◆ Raw data:

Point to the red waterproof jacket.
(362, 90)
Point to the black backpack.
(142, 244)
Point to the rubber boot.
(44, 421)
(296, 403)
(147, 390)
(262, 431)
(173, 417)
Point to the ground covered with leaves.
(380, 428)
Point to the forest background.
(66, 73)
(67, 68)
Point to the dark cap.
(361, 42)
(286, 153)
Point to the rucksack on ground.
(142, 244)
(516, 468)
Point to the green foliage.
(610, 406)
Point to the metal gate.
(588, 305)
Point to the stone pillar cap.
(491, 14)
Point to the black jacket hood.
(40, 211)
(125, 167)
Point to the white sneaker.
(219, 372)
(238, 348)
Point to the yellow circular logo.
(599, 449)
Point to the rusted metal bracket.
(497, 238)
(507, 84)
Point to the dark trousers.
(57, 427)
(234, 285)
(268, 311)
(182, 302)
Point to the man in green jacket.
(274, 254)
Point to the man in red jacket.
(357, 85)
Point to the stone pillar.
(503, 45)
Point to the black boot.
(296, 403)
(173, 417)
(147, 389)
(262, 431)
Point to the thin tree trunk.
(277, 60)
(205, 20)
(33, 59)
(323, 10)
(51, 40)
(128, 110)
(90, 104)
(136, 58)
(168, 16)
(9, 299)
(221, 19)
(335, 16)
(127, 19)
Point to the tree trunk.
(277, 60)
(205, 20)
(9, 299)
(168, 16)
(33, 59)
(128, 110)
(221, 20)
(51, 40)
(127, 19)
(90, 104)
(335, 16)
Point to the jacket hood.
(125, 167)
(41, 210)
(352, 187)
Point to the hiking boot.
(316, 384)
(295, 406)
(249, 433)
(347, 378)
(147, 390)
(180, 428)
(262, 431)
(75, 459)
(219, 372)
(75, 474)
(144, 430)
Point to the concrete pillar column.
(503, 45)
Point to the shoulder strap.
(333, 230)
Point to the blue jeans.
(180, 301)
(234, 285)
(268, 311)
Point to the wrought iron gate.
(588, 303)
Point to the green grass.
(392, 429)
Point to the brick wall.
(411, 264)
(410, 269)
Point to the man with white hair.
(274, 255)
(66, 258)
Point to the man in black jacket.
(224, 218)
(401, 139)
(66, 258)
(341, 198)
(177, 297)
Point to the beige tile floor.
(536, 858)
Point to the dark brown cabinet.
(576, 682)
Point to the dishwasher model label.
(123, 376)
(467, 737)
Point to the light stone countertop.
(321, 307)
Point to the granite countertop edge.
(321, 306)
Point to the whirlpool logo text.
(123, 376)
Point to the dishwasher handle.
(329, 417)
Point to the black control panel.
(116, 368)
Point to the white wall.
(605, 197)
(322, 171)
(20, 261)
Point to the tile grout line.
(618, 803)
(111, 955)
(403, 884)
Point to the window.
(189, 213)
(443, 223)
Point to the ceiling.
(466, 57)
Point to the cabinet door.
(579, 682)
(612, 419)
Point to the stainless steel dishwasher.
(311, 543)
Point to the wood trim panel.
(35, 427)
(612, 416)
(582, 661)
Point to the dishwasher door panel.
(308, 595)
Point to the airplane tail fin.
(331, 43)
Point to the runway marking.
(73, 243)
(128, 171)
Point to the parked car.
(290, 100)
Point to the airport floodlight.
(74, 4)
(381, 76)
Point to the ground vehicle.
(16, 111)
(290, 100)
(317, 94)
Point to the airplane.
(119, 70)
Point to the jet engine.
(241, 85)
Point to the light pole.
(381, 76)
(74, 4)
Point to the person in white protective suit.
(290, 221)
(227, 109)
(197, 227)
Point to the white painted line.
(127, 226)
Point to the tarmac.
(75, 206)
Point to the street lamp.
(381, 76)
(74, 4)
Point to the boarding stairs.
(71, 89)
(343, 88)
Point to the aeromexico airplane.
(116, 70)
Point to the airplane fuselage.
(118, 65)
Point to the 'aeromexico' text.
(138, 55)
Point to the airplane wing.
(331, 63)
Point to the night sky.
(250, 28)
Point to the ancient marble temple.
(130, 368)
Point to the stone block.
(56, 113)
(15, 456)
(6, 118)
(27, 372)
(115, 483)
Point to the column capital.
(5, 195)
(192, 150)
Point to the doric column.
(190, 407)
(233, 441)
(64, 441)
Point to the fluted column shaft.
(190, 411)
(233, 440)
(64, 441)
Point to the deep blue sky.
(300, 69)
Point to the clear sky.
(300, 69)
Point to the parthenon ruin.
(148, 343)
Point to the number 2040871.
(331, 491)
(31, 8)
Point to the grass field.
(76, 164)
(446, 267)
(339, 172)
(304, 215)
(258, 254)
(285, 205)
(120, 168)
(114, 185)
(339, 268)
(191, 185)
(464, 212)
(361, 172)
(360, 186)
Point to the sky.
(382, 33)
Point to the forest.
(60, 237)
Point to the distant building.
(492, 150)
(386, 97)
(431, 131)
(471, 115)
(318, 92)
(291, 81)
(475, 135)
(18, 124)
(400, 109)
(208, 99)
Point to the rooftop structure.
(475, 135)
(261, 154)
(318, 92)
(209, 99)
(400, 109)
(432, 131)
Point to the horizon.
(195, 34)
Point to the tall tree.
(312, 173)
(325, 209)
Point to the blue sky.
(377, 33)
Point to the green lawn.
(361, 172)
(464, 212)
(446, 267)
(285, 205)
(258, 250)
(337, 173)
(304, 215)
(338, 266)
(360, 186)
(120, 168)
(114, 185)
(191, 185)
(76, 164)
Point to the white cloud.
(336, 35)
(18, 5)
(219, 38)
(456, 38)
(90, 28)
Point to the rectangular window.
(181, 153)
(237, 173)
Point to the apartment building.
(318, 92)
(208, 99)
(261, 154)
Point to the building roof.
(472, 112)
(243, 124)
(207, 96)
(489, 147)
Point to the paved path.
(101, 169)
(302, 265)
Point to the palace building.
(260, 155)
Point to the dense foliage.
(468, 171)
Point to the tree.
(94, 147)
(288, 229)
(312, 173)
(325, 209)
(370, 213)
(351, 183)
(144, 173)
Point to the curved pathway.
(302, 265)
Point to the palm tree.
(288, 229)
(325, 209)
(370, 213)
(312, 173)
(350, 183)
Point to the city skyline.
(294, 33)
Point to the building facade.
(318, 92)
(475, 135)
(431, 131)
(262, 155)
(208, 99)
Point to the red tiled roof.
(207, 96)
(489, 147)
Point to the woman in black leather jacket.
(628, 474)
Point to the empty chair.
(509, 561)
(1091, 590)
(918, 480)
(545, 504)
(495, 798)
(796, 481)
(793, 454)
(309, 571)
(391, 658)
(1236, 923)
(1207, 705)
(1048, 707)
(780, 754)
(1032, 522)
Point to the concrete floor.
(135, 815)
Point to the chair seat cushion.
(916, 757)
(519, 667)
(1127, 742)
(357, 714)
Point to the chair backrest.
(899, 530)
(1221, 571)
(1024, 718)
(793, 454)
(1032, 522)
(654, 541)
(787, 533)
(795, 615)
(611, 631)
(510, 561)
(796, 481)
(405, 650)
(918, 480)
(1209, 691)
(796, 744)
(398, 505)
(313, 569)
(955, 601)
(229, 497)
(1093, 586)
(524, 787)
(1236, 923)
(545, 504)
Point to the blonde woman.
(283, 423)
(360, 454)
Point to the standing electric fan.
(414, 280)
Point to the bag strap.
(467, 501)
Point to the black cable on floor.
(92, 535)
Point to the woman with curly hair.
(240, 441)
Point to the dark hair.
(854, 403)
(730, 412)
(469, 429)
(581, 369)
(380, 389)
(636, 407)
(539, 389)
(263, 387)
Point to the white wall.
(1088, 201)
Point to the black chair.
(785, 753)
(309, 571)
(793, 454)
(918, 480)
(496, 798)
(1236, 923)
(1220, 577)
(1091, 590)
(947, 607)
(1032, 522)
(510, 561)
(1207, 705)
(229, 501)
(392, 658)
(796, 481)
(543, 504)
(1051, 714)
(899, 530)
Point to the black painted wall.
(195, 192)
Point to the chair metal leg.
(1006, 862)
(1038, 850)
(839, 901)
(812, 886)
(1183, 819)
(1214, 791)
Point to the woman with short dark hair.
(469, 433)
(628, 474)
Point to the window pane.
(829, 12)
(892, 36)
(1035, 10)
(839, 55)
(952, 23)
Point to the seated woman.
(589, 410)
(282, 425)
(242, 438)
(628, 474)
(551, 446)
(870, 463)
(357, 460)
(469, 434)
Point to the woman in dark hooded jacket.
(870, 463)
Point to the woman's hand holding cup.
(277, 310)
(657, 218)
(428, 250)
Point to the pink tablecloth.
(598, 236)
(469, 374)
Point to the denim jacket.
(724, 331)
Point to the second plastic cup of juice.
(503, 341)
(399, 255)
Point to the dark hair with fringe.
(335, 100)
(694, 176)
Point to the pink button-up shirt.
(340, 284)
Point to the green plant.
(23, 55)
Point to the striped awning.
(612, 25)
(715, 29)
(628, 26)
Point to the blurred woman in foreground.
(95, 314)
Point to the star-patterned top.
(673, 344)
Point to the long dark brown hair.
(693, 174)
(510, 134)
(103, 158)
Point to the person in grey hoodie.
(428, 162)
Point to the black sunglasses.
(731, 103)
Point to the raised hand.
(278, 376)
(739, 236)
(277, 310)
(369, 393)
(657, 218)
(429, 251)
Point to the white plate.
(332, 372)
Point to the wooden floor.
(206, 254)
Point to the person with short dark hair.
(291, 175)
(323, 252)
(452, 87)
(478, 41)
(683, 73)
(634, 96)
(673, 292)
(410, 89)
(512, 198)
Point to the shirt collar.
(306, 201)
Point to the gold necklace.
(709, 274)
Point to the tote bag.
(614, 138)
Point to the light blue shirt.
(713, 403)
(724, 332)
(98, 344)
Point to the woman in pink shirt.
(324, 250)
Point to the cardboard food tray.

◆ Challenge: Begin at the line that has "Point to the standing electric fan.", stop after the last line of the entries, and write out every line in that span again, requests included. Scale each x and y coordinate in the answers by 0.85, rounding to whole numbers with halves going up.

◆ Right answer:
Point to the standing electric fan.
(352, 238)
Point to the bag strap.
(397, 426)
Point to the black cable on floor.
(78, 455)
Point to the woman with curly hair.
(204, 375)
Point to the dark hair.
(726, 343)
(621, 350)
(399, 365)
(494, 314)
(323, 331)
(541, 346)
(458, 331)
(224, 329)
Point to the white wall.
(925, 171)
Point to the black chair.
(667, 640)
(263, 485)
(674, 386)
(780, 408)
(422, 678)
(1051, 785)
(1037, 490)
(927, 502)
(805, 516)
(877, 444)
(434, 477)
(1026, 599)
(195, 426)
(333, 559)
(677, 409)
(462, 428)
(893, 607)
(764, 451)
Point to the black painted wall.
(166, 163)
Point to the chair metal leg.
(855, 733)
(882, 723)
(713, 766)
(690, 753)
(1006, 696)
(1032, 672)
Point to the woman with short dark hair.
(399, 368)
(534, 403)
Point to the window pane.
(705, 10)
(758, 31)
(880, 9)
(713, 47)
(809, 20)
Point to the seated woman.
(501, 349)
(240, 361)
(206, 372)
(534, 403)
(468, 379)
(740, 394)
(303, 391)
(399, 369)
Point to the woman in dark hooded jacket.
(740, 394)
Point to the woman's hand holding cup.
(235, 264)
(558, 185)
(364, 213)
Point to the pink tablecloth.
(508, 201)
(399, 318)
Point to the denim jacket.
(615, 281)
Point to the second plastic cup of juice.
(428, 290)
(339, 217)
Point to the dark hair with fringe.
(285, 85)
(590, 150)
Point to the pink button-up shirt.
(289, 241)
Point to the green plant.
(20, 47)
Point to the striped awning.
(520, 21)
(608, 25)
(534, 22)
Point to the blurred woman in foreground.
(81, 267)
Point to the star-patterned top.
(572, 292)
Point to the long dark brown hair.
(589, 148)
(434, 114)
(88, 134)
Point to the person in grey hoodie.
(364, 138)
Point to the black sunglasses.
(621, 88)
Point to the raised hand.
(236, 320)
(628, 201)
(235, 264)
(314, 334)
(558, 185)
(365, 213)
Point to the white plate.
(282, 316)
Point to the wooden floor.
(175, 216)
Point to the person with short dark hair.
(247, 149)
(275, 214)
(384, 74)
(406, 35)
(581, 62)
(539, 82)
(572, 248)
(349, 76)
(435, 168)
Point to the shirt collar.
(260, 171)
Point to the gold necklace.
(603, 233)
Point to the tote bag.
(522, 117)
Point to the light blue shirt.
(606, 343)
(615, 282)
(83, 292)
Point to the woman in pink shirt.
(275, 213)
Point to the cardboard food tray.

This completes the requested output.